Regarding the refractive outcome, patients achieved SE within ± 0.5 D in 18 eyes (90%) and within ± 1.0 D in all eyes. To the authors' best knowledge, no report has been conducted on the distribution of SE; therefore, our results could not be compared with previous studies. Instead, the mean SE value of all previous reports was within ± 0.5 D [10, 11, 19]. This excellent refraction predictability is believed to have contributed to good distance visual acuity. One of the important findings revealed in this study is that the SE measured by AR was significantly more myopic than the SE measured by MR, with a mean difference of −0.53 D. Munoz et al. reported that AR showed poor correlation for spherical values with a trend toward more negative values in refractive multifocal IOL [24]. Bissen-Miyajima et al. reported a good correlation between AR and MR in a full aperture diffractive TECNIS® bifocal IOL with pupil independency [25]. However, TECNIS® Symfony IOL in a pupil-dependent posterior diffractive design has a dominant peak at the intermediate point, and a pupil of <2 mm produces continuous peak from far to intermediate focus, which may result in a difference between AR and MR [26, 27].

• **RECORDS SHOWN**
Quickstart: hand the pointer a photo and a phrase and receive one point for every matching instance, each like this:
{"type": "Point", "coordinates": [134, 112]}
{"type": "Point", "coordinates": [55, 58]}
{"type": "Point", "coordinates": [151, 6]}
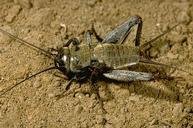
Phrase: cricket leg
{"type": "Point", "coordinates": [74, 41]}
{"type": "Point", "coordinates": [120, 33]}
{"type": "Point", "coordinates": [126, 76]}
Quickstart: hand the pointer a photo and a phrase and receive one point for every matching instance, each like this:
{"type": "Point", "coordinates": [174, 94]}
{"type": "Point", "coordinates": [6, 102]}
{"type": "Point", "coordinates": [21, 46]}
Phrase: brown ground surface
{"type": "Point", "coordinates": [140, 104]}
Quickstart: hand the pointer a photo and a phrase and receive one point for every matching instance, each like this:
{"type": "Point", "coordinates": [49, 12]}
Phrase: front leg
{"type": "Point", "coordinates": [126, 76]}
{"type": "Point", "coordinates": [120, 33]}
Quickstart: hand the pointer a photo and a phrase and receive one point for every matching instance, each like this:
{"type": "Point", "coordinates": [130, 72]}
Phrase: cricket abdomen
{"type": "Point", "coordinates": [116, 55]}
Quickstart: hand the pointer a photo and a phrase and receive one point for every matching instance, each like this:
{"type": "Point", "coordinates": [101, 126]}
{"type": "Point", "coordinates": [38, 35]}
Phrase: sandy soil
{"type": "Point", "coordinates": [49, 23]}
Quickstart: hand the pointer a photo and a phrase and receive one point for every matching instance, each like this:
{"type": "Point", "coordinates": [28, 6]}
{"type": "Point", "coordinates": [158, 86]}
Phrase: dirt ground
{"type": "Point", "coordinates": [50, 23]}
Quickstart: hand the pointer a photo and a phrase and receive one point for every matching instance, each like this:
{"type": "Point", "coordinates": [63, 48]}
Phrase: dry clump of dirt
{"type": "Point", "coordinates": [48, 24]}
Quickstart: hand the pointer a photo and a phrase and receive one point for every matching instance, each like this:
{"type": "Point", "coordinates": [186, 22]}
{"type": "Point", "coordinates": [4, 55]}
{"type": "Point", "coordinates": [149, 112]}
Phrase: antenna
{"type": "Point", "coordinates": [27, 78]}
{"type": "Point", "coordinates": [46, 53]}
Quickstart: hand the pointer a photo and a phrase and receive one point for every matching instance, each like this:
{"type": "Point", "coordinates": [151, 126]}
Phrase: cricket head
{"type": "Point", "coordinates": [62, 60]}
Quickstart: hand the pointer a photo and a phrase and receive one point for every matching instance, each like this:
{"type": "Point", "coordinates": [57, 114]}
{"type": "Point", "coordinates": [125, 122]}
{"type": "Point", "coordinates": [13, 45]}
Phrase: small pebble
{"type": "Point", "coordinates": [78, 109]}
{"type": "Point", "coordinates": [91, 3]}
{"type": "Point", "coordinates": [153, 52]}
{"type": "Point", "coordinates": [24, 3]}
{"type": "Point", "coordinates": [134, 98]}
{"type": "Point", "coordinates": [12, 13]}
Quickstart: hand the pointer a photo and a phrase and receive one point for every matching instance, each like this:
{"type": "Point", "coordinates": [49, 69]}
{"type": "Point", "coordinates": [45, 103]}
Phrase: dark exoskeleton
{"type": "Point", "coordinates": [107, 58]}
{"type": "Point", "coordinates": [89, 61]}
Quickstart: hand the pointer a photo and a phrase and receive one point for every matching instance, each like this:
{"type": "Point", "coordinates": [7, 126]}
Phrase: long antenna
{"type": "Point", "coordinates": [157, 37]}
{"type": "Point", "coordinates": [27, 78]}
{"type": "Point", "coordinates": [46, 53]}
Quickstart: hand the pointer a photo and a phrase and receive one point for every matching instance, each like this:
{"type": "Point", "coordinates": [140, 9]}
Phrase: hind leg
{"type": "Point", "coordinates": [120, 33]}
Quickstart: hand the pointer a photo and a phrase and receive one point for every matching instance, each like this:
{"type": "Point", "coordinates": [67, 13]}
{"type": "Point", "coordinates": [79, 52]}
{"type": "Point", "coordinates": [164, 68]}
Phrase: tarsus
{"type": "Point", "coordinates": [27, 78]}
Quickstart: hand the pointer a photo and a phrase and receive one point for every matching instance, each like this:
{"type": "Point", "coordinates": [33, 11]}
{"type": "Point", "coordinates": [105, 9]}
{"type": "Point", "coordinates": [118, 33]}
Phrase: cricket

• **ASSIGNMENT**
Carry on the passage about refractive outcomes after TECNIS® Symfony IOL implantation from its last sentence. You can leave the lines aside.

• **THE ANSWER**
To achieve optimal performance of multifocal IOL, accurate IOL power calculation is essential. To the authors' knowledge, no previous report has investigated a formula that fit best in TECNIS® Symfony IOL, and Cochener et al. and Pedrotti et al. only used the SRK/T formula [10, 11, 18]. Reitblat et al. reported high accuracy of 86.3 to 93.2% within ± 0.5 D and 100% within ±1.0 D without any significant difference between all formulas after implanting AcrySof® IQ ReSTOR® IOL (Alcon Laboratories, Inc., Fort Worth, TX, USA) [28]. SRK/T, Holladay 2, Haigis, Hoffer Q, Barrett Universal II, and Hill-RBF formulas used in this study also showed high accuracy of 65 to 85% within ± 0.5 D and 95 to 100% within ±1.0 D. Based on our results, the Barrett Universal II formula showed an MNE that is closest to 0 D and the tendency towards lowest MAE; therefore, the Barrett Universal II formula could be considered as a first reference.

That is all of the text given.